- **Document passage**
48th Lord Mayor of Melbourne
- In office 1902–1903
- Succeeded by: Sir Malcolm Donald McEacharn

Personal details
- Born: 29 October 1838 Sheffield, United Kingdom
- Died: 29 June 1913 (aged 74) Sheffield, United Kingdom

= Samuel Gillott =

Australian lawyer and politician (1838–1913)

Sir Samuel Gillott (29 October 1838 - 29 June 1913) was an Australian lawyer and politician, commonly known as a former Lord Mayor of Melbourne.

==Early life==
Gillott was born in the city of Sheffield, then in the West Riding of Yorkshire, England, the son of Joseph and Elizabeth Gillott. Educated in Sheffield Grammar School, Gillott moved to Melbourne, Australia at the age of 17, in 1856. He was employed by a law firm, Vaughan, Moule & Seddon, and received his law degree from the University of Melbourne. Immediately after he started practicing law, Vaughan, Moule & Seddon offered him a partnership. During the 1890s, Gillott specialized in police court practice, with a firm exception being the Speight v. Syme libel case.

- **Records**
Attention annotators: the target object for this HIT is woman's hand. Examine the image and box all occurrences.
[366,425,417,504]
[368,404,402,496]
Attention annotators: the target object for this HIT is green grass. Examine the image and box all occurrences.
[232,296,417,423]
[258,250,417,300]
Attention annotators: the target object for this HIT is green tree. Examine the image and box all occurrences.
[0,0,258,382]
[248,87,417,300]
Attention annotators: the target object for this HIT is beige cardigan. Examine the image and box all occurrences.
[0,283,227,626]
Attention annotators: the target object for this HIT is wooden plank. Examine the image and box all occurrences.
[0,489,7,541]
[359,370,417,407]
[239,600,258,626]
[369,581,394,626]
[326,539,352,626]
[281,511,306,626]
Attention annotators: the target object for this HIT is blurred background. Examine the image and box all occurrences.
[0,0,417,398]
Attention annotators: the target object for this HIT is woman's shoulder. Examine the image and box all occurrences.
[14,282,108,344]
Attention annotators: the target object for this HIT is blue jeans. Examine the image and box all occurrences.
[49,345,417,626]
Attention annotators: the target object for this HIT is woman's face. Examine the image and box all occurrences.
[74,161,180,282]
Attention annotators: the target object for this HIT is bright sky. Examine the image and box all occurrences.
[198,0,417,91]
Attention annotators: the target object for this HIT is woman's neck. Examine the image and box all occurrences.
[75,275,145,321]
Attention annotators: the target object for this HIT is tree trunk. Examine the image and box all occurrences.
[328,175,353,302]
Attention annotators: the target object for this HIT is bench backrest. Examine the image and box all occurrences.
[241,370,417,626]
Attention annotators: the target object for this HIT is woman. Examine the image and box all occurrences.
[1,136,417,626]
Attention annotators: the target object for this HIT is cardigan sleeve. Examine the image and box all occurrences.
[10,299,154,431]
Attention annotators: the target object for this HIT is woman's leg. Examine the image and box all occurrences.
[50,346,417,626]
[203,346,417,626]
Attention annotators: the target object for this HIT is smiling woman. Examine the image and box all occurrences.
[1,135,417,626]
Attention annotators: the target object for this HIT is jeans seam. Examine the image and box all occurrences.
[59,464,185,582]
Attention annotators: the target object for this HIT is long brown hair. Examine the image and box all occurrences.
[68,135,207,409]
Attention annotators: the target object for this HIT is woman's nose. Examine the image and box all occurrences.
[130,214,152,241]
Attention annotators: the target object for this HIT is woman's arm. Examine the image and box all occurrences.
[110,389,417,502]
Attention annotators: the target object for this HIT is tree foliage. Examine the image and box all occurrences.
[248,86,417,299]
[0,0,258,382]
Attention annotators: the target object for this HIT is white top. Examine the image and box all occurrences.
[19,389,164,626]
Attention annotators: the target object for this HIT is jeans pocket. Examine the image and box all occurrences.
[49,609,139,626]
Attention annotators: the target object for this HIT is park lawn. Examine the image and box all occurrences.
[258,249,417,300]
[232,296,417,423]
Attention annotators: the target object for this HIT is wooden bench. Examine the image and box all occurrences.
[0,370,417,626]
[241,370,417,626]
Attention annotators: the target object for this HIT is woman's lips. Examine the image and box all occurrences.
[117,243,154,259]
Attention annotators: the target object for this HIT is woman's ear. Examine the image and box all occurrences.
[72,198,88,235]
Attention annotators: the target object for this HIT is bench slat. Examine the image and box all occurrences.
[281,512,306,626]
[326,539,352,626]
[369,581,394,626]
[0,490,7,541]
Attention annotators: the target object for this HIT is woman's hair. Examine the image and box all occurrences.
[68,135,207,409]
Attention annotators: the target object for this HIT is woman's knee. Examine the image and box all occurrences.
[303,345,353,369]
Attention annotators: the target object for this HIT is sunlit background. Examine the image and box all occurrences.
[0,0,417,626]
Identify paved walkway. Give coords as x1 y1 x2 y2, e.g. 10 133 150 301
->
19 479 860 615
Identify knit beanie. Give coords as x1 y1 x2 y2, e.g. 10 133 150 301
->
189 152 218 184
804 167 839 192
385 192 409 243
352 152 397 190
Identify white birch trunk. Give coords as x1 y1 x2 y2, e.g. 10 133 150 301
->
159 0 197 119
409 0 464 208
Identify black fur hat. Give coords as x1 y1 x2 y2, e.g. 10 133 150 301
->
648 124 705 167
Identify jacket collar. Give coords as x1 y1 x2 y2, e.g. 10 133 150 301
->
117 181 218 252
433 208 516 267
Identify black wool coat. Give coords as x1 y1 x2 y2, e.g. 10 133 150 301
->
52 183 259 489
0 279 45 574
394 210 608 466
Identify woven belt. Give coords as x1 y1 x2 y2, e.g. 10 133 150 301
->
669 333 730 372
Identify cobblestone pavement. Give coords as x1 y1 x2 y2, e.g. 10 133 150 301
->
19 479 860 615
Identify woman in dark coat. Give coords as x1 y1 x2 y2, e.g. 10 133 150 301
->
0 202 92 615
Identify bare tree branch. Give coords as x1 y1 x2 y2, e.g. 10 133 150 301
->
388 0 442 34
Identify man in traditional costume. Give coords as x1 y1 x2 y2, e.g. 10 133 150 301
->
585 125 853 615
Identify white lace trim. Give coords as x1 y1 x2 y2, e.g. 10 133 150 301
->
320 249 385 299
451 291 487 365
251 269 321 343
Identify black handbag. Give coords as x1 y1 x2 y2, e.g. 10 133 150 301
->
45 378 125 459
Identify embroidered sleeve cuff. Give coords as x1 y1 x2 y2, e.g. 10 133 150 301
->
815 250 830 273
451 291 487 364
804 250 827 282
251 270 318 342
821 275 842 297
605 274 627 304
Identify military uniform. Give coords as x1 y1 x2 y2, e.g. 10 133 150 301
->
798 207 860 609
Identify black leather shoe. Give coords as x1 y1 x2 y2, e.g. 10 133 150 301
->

- **Exercise goal**
Please answer these questions using the Samuel Gillott passage:
1. During which years did Gillott hold office as Lord Mayor of Melbourne?
2. Who succeeded him in that office?
3. At what age, and in which year, did he move to Melbourne?

- **Written reply**
1. 1902–1903
2. Sir Malcolm Donald McEacharn
3. At 17, in 1856